| Problem to work on |
In the text on taskloop reductions, which variable holds the result of the sum reduction at the end of the taskloop 1 region?

| Selection |

☆ ☆ ☆ ☆ ☆ ☆ ☆

The examples below compare reductions for the taskloop and the taskloop simd constructs. These examples illustrate the use of reduction clauses within “stand-alone” taskloop constructs, and the use of in_reduction clauses for tasks of taskloops to participate with other reductions within the scope of a parallel region.
taskloop reductions:
In the taskloop reductions section of the example below, taskloop 1 uses the reduction clause in a taskloop construct for a sum reduction, accumulated in asum . The behavior is as though a taskgroup construct encloses the taskloop region with a task_reduction clause, and each taskloop task has an in_reduction clause with the specifications of the reduction clause. At the end of the taskloop region asum contains the result of the reduction.
The next taskloop, taskloop 2 , illustrates the use of the in_reduction clause to participate in a previously defined reduction scope of a parallel construct.

☆ ☆ ☆ ☆ ☆ ☆ ☆

| Record excerpts |
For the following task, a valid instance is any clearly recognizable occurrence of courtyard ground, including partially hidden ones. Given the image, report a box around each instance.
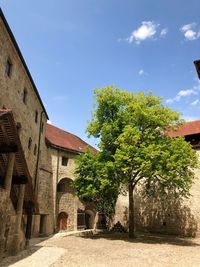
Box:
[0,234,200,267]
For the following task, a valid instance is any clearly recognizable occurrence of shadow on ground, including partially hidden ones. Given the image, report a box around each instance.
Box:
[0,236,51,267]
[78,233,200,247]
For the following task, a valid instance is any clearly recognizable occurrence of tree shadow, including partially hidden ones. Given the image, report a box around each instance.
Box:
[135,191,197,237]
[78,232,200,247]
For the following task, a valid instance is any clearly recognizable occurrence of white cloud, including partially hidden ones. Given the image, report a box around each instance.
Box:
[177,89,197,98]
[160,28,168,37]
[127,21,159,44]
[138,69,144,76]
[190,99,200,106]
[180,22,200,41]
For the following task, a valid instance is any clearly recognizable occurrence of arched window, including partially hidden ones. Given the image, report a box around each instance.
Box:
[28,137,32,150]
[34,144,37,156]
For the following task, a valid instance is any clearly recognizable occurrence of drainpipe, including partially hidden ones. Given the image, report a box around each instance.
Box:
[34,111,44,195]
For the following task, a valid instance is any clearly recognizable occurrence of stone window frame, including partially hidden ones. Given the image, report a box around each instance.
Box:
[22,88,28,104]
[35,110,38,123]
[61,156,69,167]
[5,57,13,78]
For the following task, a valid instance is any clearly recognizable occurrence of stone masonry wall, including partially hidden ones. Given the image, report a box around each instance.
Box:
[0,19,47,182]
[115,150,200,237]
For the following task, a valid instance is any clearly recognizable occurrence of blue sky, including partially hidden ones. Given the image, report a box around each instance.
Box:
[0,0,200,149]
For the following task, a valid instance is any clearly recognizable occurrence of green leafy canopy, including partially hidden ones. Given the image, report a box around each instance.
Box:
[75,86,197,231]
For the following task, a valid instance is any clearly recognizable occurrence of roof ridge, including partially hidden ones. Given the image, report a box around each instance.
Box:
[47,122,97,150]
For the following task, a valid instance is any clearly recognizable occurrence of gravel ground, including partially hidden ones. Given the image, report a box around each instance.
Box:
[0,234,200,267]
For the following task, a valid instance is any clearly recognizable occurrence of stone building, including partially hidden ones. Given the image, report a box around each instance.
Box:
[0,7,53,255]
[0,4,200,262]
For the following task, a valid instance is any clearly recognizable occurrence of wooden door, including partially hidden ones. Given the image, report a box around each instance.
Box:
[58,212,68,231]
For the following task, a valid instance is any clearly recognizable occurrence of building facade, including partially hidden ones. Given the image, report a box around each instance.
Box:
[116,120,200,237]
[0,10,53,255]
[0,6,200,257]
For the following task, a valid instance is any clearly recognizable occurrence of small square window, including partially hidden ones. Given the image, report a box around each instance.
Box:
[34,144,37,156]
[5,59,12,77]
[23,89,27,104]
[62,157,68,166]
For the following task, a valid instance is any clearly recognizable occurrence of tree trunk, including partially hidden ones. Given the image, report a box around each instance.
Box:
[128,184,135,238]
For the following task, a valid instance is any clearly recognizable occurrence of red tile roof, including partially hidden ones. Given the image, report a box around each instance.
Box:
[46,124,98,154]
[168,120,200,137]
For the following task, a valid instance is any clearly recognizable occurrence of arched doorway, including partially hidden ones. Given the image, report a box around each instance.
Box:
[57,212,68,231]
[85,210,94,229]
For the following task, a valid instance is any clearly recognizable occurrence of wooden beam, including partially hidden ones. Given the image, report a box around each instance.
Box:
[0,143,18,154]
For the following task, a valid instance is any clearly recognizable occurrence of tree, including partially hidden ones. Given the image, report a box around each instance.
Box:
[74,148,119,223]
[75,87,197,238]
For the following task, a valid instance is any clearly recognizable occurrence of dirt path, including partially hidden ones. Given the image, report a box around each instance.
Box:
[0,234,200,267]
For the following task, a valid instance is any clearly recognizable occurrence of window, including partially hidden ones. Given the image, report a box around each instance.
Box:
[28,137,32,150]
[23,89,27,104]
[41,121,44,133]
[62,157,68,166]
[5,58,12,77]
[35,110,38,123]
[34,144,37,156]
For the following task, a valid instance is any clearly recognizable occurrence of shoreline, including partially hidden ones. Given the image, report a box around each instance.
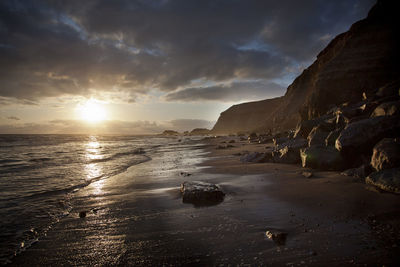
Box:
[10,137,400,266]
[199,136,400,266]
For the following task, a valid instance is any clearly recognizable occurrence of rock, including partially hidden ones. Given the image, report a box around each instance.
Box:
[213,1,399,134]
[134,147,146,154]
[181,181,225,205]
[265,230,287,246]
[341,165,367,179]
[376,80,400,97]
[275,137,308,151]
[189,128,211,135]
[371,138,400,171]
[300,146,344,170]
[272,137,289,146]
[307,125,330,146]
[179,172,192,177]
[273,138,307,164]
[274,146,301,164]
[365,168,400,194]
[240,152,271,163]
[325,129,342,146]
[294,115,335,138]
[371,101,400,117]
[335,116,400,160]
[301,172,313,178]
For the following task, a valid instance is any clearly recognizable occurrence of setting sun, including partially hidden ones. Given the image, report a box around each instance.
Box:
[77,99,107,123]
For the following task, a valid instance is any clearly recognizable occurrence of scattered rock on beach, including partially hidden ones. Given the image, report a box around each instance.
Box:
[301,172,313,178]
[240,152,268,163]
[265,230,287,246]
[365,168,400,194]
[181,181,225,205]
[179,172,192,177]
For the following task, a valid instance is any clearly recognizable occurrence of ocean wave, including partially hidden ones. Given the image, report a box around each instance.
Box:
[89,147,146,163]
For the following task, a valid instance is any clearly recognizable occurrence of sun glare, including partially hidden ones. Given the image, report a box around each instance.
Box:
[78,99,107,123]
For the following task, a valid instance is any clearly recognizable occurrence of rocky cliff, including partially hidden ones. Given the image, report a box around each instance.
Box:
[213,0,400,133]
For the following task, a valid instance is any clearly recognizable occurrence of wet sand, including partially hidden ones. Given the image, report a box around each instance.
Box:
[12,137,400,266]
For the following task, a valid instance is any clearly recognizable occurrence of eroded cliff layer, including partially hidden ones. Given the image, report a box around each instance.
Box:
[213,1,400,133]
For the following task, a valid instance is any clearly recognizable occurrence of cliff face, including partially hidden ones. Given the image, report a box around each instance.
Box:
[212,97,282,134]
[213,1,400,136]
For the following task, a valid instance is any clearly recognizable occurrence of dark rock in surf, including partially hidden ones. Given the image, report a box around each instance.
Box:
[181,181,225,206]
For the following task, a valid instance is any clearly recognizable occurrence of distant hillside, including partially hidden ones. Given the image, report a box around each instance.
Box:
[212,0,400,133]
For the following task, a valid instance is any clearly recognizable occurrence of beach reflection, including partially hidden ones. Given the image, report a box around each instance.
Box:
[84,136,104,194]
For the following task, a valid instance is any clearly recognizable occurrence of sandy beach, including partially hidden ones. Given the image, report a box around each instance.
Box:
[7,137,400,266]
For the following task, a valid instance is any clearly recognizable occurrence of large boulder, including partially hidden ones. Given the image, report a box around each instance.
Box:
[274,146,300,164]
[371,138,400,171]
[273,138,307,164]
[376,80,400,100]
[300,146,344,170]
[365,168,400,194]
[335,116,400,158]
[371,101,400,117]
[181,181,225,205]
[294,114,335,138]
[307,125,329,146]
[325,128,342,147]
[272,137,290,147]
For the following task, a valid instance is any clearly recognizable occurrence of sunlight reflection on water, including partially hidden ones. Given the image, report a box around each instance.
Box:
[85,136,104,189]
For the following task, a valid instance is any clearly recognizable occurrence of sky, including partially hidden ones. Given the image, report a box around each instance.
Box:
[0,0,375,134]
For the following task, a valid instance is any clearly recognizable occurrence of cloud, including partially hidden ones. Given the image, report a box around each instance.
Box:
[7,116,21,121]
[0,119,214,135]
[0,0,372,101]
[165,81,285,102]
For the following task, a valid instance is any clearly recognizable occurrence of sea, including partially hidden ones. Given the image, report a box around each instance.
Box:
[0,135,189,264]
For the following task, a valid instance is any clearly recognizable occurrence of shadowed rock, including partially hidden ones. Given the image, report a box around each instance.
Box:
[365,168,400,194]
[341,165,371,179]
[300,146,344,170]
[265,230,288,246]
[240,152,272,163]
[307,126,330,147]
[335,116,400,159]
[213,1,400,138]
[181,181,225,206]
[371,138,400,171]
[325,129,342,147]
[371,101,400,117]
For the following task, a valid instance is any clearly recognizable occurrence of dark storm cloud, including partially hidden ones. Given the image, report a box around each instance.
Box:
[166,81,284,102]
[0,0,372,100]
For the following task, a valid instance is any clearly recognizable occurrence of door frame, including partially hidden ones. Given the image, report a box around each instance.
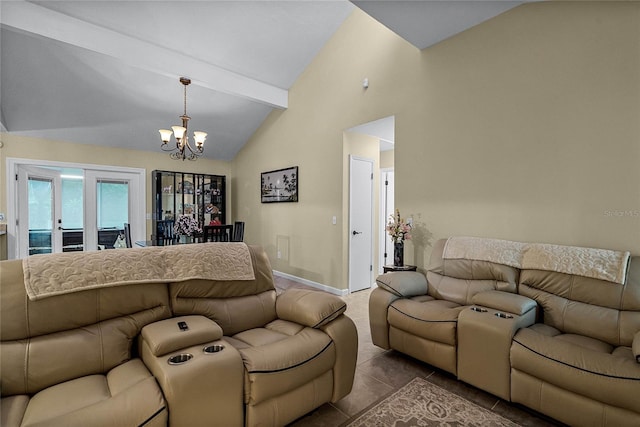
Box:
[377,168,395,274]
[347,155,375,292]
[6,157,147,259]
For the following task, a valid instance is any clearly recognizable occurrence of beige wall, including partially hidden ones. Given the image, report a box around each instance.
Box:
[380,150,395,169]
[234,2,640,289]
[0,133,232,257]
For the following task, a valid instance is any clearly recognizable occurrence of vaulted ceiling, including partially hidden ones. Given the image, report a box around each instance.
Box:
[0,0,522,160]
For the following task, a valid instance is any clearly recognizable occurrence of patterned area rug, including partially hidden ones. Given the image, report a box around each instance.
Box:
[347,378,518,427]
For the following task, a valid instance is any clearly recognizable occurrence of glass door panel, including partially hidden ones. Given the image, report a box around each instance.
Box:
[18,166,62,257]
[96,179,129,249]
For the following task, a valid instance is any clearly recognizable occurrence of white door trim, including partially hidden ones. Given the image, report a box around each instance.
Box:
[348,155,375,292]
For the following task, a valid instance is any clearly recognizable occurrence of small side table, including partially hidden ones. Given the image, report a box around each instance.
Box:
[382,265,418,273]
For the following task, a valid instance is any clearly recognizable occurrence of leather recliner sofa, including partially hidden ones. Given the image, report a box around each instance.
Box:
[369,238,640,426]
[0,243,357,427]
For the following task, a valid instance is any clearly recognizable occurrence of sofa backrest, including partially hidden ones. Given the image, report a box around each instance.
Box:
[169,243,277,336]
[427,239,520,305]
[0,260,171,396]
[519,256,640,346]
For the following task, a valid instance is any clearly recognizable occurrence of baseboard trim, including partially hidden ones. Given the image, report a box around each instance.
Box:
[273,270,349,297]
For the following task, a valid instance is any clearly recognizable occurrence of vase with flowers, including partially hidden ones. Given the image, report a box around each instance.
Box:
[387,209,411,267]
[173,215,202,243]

☆ ☆ ☆ ☆ ☆ ☆ ☆

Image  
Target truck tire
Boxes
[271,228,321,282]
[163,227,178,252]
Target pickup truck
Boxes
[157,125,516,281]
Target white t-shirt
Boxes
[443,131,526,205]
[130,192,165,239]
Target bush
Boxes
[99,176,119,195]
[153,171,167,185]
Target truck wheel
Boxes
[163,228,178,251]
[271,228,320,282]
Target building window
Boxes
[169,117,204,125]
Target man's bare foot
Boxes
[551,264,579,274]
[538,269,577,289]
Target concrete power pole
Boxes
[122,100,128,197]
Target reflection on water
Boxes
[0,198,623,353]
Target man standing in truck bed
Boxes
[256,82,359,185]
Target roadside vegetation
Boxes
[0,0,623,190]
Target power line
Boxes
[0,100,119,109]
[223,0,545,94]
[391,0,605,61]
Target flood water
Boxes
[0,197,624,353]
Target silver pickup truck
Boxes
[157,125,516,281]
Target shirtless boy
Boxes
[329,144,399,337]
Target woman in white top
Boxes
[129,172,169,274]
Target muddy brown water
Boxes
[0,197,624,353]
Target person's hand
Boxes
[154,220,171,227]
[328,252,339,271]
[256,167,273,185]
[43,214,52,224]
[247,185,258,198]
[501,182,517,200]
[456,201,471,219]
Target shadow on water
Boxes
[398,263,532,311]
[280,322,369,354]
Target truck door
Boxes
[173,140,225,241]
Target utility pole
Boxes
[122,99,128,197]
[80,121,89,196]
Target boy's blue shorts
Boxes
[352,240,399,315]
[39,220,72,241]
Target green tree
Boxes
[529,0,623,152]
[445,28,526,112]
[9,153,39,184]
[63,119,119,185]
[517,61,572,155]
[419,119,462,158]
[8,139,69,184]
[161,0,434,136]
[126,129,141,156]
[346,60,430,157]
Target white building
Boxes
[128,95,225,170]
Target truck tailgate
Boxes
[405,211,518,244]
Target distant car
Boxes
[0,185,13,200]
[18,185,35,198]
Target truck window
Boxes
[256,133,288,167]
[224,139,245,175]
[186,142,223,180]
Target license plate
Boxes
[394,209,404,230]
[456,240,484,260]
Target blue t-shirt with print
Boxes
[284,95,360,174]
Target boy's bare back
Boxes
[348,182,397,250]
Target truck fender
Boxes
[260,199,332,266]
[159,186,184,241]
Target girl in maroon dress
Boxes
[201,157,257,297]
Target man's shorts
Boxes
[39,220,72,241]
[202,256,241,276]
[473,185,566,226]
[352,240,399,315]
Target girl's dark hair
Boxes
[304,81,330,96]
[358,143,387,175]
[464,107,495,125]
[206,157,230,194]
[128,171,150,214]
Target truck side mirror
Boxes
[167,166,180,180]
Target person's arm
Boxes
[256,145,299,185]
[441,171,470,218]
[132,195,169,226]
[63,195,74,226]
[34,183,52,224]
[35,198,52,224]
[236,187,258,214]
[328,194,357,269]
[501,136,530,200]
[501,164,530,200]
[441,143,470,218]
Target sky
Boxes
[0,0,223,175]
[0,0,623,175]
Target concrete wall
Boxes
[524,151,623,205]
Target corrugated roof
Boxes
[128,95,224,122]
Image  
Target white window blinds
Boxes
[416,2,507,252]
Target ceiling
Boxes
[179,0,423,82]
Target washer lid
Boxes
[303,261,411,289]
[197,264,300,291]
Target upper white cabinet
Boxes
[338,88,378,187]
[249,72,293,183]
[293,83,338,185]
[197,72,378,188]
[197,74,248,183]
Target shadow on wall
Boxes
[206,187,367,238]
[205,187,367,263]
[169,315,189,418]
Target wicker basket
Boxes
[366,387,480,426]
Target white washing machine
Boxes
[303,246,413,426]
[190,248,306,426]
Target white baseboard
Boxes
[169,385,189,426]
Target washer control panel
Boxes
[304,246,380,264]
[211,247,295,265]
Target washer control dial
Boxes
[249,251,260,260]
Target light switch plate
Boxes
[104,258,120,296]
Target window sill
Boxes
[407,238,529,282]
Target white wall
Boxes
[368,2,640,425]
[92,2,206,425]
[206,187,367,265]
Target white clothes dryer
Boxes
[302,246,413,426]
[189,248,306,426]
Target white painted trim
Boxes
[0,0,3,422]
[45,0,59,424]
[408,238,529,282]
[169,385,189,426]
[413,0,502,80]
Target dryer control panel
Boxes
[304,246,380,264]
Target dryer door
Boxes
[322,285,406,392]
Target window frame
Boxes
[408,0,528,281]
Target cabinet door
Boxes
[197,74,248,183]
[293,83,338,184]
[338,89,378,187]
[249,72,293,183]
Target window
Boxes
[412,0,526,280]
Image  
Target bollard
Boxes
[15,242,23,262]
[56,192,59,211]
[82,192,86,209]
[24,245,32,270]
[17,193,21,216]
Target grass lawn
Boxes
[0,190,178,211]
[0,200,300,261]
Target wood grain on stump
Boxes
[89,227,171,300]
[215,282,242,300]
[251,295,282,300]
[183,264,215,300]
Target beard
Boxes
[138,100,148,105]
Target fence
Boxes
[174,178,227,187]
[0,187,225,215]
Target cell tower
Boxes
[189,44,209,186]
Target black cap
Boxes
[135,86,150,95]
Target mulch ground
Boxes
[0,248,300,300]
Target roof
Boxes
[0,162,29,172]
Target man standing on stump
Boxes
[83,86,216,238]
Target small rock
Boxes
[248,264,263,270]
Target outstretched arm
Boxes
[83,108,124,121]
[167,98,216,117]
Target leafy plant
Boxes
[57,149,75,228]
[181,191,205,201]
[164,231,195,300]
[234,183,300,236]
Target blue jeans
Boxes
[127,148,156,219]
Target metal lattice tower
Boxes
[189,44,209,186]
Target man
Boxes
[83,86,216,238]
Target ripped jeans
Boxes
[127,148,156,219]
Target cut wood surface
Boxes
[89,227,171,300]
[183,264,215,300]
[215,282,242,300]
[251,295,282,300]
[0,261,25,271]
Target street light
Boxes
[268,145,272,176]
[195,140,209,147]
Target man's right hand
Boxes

☆ ☆ ☆ ☆ ☆ ☆ ☆

| The answer |
asum